**QUOTED PASSAGE**
"""
# Wiring and amp draw for 3 HP rotary phase converter



## Matt in TN (Nov 17, 2014)

I just bought a South Bend 9A that came with a rotary phase converter marked 3 HP and 6KVA.  Does that mean at 120VAC input it'll pull 50A (120V*50A= 6KVA)?  I only have a 1/2 HP motor on the lathe, and am trying to decide what size wire and circuit to run to it.


----------



## JimDawson (Nov 17, 2014)

Matt in TN said:


> I just bought a South Bend 9A that came with a rotary phase converter marked 3 HP and 6KVA.  Does that mean at 120VAC input it'll pull 50A (120V*50A= 6KVA)?  I only have a 1/2 HP motor on the lathe, and am trying to decide what size wire and circuit to run to it.



I'm a little confused here, Is the motor on the lathe a 3 phase motor?  If so then it probably is 230/460 volt.  I suspect that the input to the motor and phase converter needs to be 230V.

Assuming the input to the rotary converter is approximately 25 amps at 230V then #10 wire and a 30 amp breaker should work fine.  50 amps would require #8 wire and a 50 amp breaker.  

Assuming a 1/2 HP, 3 phase motor (2 amps at 230V), #14 wire would be fine.


----------



## Matt in TN (Nov 17, 2014)

Previous owner had what I assumed was 120VAC wiring (black, white, and ground) into it.  I didn't think to measure the voltage.  Wiring out was three wire (white, red, black, and ground).  Whites were both connected to "wire 1", blacks were both connected to "wire 2", and red out was connected by itself to "wire 3" of the phase converter.

I guess I'd better look at the motor nameplate more closely.  Is there any place I can read more about how a 3-phase rotary converter works?  I've heard they are very inefficient so I assume power in will be greater than the 1/2 HP the motor requires - but how much more?  And if I add a mill later can I use the same converter as long as I don't buy a mill with more than a 2.5 HP motor?

And right now it's just a grey box with 3 black wires sticking out of it.  I'd love to fully understand what goes on inside the box oher than "it's a motor".


----------



## JimDawson (Nov 17, 2014)

Many people just grab the nearest chunk of wire to connect their project, so you have to be careful with trying to go by wire color to determine voltages.
"""
**EXTRACTED RECORDS**
"""
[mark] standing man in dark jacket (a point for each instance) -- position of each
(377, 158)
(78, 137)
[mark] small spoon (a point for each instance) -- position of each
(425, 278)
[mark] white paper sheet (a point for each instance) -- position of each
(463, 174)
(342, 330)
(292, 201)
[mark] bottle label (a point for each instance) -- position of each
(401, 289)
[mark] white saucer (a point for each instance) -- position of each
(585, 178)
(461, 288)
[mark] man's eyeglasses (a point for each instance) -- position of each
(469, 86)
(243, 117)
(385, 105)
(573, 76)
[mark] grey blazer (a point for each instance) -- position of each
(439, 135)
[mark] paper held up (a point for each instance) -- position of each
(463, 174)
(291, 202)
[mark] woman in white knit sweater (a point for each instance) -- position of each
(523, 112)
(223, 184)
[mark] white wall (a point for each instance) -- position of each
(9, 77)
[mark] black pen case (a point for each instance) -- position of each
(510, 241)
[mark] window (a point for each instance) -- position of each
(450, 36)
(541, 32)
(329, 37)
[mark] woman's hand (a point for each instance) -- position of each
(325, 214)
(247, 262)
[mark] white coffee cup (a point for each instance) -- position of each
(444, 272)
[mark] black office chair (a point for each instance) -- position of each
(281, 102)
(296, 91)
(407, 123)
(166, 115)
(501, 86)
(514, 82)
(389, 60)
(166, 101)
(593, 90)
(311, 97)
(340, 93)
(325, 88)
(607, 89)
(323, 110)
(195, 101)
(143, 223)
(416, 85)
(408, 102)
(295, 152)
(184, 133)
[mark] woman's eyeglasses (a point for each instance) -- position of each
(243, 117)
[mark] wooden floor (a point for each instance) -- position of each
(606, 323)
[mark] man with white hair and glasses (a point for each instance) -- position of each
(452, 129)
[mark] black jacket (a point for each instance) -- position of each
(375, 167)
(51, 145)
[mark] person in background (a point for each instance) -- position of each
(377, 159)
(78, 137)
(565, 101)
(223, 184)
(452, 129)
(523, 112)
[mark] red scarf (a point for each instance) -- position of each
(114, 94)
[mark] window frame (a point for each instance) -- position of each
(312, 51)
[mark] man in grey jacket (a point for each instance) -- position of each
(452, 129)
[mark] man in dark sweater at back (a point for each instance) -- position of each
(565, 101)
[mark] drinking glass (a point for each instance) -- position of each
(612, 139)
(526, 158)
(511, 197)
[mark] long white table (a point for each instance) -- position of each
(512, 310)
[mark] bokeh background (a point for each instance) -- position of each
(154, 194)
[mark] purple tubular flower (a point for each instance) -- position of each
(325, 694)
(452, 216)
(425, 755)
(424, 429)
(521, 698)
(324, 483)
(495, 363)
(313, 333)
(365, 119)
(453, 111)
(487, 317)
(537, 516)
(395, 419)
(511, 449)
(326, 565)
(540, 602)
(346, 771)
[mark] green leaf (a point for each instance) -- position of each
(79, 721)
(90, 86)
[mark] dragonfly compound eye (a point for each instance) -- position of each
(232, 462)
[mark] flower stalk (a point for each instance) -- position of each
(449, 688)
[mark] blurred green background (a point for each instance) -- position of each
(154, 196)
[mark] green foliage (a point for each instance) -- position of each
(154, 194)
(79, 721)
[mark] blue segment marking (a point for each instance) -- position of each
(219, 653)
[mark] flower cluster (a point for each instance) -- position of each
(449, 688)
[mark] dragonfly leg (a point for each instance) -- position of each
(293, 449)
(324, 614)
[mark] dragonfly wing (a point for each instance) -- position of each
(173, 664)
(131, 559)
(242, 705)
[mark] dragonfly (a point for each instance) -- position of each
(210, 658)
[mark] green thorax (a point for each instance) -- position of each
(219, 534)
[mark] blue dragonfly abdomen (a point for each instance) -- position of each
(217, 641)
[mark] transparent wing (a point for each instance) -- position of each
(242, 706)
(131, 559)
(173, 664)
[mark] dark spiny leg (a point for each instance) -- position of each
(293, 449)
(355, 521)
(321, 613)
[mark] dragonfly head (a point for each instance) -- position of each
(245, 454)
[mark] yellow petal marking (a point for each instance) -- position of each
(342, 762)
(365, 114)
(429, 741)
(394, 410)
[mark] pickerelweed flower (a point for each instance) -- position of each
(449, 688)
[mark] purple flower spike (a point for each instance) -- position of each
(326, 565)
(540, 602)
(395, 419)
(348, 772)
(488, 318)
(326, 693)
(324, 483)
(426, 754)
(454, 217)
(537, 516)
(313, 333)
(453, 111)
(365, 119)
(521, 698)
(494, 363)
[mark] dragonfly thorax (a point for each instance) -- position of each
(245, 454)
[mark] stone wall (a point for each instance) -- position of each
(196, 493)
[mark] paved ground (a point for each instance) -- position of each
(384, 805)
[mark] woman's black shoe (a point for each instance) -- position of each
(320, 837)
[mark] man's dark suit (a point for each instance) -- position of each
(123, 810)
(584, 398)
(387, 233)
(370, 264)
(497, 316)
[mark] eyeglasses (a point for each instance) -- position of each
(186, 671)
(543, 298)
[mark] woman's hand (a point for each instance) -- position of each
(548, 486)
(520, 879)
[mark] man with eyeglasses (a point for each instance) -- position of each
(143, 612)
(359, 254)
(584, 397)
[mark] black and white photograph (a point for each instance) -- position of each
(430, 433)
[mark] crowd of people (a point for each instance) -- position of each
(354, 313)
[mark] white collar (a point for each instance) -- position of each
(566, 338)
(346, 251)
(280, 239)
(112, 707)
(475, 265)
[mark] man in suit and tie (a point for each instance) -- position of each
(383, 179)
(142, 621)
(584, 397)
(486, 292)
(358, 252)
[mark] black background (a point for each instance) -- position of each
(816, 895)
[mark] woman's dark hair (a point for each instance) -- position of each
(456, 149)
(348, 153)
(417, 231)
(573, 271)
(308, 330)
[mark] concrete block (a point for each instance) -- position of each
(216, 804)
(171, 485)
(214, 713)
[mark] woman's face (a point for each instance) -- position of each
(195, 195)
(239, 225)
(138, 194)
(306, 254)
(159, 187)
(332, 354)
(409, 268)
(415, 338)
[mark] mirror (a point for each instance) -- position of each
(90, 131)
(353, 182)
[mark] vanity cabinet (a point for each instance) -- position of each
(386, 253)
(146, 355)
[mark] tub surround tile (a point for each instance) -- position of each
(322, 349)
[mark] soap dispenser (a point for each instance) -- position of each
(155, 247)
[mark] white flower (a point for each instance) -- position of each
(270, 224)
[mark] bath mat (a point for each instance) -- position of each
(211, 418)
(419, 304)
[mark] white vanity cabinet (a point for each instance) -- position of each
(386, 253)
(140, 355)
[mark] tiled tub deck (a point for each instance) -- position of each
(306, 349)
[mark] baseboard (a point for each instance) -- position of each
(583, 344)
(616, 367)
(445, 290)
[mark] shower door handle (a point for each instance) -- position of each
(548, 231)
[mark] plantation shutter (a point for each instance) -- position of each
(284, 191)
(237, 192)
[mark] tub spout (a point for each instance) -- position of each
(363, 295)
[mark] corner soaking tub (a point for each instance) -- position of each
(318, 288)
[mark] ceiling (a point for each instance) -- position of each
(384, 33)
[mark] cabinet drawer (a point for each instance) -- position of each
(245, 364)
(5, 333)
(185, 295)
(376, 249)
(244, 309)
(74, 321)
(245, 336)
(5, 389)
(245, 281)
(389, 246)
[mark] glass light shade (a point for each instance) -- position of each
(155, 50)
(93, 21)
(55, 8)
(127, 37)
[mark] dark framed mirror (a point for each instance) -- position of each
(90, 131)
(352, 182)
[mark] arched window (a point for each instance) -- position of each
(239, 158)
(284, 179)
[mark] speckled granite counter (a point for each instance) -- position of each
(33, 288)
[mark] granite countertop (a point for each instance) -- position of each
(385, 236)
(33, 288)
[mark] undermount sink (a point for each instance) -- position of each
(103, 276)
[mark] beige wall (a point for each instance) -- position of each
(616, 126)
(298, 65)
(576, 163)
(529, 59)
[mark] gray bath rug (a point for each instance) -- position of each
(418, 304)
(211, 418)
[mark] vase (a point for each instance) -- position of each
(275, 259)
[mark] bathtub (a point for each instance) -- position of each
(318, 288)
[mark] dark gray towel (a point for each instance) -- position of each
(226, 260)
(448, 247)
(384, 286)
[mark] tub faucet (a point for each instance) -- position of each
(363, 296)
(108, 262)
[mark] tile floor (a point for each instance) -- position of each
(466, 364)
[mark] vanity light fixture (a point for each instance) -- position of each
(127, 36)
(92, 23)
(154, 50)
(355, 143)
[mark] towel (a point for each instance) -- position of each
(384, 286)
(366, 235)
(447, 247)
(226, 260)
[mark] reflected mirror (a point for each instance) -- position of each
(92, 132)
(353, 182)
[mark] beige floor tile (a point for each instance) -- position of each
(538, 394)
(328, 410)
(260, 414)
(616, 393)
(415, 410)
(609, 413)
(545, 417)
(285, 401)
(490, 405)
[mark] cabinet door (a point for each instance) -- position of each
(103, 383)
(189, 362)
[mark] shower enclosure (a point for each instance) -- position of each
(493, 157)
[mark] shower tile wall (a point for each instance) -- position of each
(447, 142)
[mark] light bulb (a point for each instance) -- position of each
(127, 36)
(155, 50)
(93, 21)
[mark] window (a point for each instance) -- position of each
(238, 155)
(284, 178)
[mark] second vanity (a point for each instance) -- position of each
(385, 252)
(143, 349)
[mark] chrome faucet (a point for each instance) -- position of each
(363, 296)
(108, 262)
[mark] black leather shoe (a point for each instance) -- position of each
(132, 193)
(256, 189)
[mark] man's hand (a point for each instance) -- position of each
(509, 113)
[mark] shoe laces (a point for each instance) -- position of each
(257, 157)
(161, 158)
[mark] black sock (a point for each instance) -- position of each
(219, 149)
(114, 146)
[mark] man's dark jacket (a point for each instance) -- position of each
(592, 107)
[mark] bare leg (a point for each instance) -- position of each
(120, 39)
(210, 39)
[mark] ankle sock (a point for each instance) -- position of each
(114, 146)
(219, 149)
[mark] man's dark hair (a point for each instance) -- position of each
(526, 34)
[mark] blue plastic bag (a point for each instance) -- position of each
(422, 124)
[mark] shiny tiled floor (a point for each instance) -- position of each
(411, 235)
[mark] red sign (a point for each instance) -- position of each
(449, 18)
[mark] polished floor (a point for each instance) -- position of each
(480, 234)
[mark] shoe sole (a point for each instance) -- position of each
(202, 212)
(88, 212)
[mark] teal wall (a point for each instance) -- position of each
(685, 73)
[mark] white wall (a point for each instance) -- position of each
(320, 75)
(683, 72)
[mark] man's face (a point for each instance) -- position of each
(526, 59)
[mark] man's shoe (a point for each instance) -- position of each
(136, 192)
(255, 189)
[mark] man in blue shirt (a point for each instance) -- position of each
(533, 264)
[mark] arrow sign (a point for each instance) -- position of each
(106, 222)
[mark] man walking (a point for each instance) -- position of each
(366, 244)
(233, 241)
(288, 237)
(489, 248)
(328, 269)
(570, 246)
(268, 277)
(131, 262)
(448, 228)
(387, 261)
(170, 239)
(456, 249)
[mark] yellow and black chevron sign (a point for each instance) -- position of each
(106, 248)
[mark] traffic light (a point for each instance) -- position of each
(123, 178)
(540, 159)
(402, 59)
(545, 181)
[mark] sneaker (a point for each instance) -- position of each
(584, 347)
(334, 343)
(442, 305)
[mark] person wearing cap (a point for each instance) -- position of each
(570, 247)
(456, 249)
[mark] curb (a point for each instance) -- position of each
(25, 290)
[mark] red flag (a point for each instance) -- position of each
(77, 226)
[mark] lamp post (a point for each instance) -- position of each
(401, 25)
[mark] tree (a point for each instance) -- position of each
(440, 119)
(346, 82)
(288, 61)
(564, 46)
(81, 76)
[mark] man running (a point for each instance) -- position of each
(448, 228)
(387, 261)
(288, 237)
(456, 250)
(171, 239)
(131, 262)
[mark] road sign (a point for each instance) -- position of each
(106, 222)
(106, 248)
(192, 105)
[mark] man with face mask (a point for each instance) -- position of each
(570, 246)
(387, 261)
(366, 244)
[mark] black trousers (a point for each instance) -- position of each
"""
**PROBLEM DETAILS**
From the rotary phase converter thread above, write out word for word the part that starts with the words "I guess I'd" and ends with "2.5 HP motor?".

**TASK RESPONSE**
I guess I'd better look at the motor nameplate more closely.  Is there any place I can read more about how a 3-phase rotary converter works?  I've heard they are very inefficient so I assume power in will be greater than the 1/2 HP the motor requires - but how much more?  And if I add a mill later can I use the same converter as long as I don't buy a mill with more than a 2.5 HP motor?